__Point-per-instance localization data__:

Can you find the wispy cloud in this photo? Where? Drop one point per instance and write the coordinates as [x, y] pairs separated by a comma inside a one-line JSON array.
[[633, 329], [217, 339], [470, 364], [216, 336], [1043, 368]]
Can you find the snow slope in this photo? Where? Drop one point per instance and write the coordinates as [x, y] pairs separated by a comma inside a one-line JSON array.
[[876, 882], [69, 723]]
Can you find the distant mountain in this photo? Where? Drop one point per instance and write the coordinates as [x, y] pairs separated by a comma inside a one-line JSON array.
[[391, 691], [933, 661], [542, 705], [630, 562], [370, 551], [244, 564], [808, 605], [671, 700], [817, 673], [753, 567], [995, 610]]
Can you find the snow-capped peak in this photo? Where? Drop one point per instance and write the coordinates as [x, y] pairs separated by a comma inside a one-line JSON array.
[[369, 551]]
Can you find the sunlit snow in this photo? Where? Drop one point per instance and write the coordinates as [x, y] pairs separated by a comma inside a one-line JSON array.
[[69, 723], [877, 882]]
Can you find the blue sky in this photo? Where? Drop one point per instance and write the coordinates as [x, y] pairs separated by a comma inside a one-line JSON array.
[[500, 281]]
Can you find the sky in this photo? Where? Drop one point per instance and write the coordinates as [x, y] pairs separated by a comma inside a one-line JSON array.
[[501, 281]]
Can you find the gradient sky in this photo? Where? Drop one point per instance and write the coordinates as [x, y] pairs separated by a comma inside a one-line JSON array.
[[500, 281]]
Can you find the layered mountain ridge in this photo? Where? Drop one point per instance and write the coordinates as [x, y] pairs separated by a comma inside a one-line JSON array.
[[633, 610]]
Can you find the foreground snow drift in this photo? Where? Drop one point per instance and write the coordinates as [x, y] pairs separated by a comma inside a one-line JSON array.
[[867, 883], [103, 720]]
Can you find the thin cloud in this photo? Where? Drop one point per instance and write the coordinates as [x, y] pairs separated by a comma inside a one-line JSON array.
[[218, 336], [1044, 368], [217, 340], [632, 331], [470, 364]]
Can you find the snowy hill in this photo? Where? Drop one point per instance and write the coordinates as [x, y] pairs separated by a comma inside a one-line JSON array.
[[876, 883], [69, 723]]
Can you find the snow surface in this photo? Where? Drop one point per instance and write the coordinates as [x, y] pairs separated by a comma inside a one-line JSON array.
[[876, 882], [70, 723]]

__EXERCISE DIRECTIONS__:
A faithful copy is required of the lines from the one with "Can you find the layered" through the last line of the data; please add nothing.

__WRITTEN ANSWER__:
Can you find the layered mountain ridge in this photo? Where? Drop one point per instance and write the coordinates as [x, y] pairs separated by a comma inside a one-line JSON array.
[[633, 610]]
Can you find the foreground snow drift in this photo? Where? Drop one point per instance and write the coordinates as [x, y] pairs separated by a comma inside a one-line JSON array.
[[867, 883], [103, 720]]
Can you find the thin cloud in this photo? Where? Drop one point per instance and write the coordinates as [x, y] pairs separated by a comma inside a one-line JSON array.
[[218, 336], [1044, 368], [217, 340], [632, 331], [470, 364]]
Can you find the snowy hill in this photo? Where? Drop one point per instance and write the coordinates as [x, y] pairs separated by a comma inside a one-line JSON array.
[[876, 883], [69, 723]]
Can you find the snow surface in this photo? Where? Drop one point per instance and write the coordinates as [x, y] pairs separated by a comma inside a one-line JSON array.
[[876, 882], [70, 723]]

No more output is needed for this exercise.